Brano del documento:
========

Il film: Lady Bird, 2017. Regia: Greta Gerwig. Genere: Commedia. Cast: Saoirse Ronan, Lucas Hedges, Thimothée Chalamet, Laurie Metcalf, Beanie Feldstein. Durata: 93 minuti. Dove l’abbiamo visto: Prime Video.
Trama: Christine McPherson, detta Lady Bird, è una liceale di Sacramento che sogna di studiare a New York. L’ultimo anno di scuola sarà fondamentale per capire qualcosa in più di sé stessa e del rapporto con sua madre Marion.
Molto prima di Barbie e di Jo March, Greta Gerwig, splendida quarantenne di Sacramento, ci aveva presentato un’altra formidabile figura femminile, quella di Christine “Lady Bird” McPherson. Costruendo attorno a lei un film, Lady Bird, che è stato uno dei debutti registici più riusciti degli ultimi anni. Nei film d’esordio c’è il rischio che si voglia mettere in campo tutto, riempiendo la storia di elementi inutili o peggio ancora dannosi.
Specialmente se la storia è in parte quella della propria vita. Invece qui la poetica di Greta Gerwig e il suo registro narrativo umoristico si mostrano in maniera naturale e con dolcezza. C’è un’autrice, un mondo che conosce e spiega benissimo. E c’è una protagonista imperfetta e indimenticabile, resa perfettamente da Saoirse Ronan. Ecco allora la recensione di Lady Bird.
La trama: Sacramento-New York sola andata
Ultimi mesi del 2002 e primi del 2003 per Christine “Lady Bird” McPherson, adolescente dell’ultimo anno di un liceo cattolico di Sacramento dagli occhi di blu brillante. E con capelli dal colore indefinito, frutto di una quantità considerevole di tinture sbagliate. La ragazza che ha deciso di darsi un nome diverso da quello stabilito dai genitori vive dalla parte sbagliata della ferrovia. Con Larry, papà depresso, Marion, mamma infermiera psichiatrica, e con il fratello adottato, Miguel e la di lui fidanzata.
La sua vita è segnata dal desiderio di fuggire da quella città, per andare a New York e studiare nella Grande Mela. Ciò è fonte di aspri conflitti con la madre che la giudica un’ingrata, perché un trasferimento, con annessi studi universitari, sarebbe impossibile da sostenere per la famiglia. Lady Bird divide le giornata con l’amica del cuore Julie. Vivendo prima una love story con Danny (che però è gay), poi con Kyle, con cui consuma una deludente prima volta. Quando l’anno scolastico arriva alla fine, per Lady Bird si affaccia la possibilità di una nuova vita altrove.

========

Record del dataset di annotazione con punti:

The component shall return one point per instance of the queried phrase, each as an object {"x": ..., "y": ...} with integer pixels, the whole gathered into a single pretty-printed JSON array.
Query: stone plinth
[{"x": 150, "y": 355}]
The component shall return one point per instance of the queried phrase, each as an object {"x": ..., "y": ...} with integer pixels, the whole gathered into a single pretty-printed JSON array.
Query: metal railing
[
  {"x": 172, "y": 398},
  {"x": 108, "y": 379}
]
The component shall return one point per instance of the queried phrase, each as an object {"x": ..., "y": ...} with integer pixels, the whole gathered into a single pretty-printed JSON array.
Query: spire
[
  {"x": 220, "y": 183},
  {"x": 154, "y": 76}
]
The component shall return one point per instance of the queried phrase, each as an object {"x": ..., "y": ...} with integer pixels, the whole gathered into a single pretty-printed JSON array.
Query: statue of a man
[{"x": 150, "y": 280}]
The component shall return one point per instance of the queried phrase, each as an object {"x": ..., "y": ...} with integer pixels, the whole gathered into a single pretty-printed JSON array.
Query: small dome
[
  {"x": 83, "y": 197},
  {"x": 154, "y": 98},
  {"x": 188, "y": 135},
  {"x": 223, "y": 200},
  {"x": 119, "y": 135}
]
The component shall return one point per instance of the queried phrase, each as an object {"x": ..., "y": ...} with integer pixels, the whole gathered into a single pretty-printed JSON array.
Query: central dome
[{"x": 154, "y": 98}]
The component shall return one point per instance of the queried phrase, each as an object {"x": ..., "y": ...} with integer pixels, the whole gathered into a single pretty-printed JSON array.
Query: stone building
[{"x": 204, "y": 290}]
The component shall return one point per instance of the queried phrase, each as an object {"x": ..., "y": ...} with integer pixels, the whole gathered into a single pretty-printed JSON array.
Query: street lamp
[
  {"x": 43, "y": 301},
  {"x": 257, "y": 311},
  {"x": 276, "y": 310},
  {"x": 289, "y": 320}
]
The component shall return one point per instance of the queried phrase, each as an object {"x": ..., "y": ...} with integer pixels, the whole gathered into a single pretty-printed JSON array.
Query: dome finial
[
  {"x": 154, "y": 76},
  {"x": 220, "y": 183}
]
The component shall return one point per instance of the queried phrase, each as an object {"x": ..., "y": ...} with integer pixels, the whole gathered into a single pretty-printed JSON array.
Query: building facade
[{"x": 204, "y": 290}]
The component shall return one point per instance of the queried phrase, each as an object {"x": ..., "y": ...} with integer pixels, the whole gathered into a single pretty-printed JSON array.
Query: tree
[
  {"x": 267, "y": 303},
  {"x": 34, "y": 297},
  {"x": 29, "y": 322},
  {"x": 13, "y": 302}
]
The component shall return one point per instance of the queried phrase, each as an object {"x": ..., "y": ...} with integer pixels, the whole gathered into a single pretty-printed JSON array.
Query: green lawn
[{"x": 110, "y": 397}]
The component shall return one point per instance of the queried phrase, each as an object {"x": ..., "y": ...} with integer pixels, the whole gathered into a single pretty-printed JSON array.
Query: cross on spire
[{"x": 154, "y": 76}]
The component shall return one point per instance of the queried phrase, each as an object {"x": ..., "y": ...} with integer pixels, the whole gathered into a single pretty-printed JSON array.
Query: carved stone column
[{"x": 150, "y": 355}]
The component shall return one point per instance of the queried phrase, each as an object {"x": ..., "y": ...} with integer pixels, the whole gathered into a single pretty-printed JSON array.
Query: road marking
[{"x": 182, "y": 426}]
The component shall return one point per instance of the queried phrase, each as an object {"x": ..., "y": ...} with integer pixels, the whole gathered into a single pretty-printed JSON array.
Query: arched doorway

========

Cosa occorre:
Secondo la recensione di Lady Bird, che lavoro fa Marion, la madre della protagonista? I dati sono materiale a sé, separato dalla recensione.

Soluzione esercizio:
Marion è infermiera psichiatrica.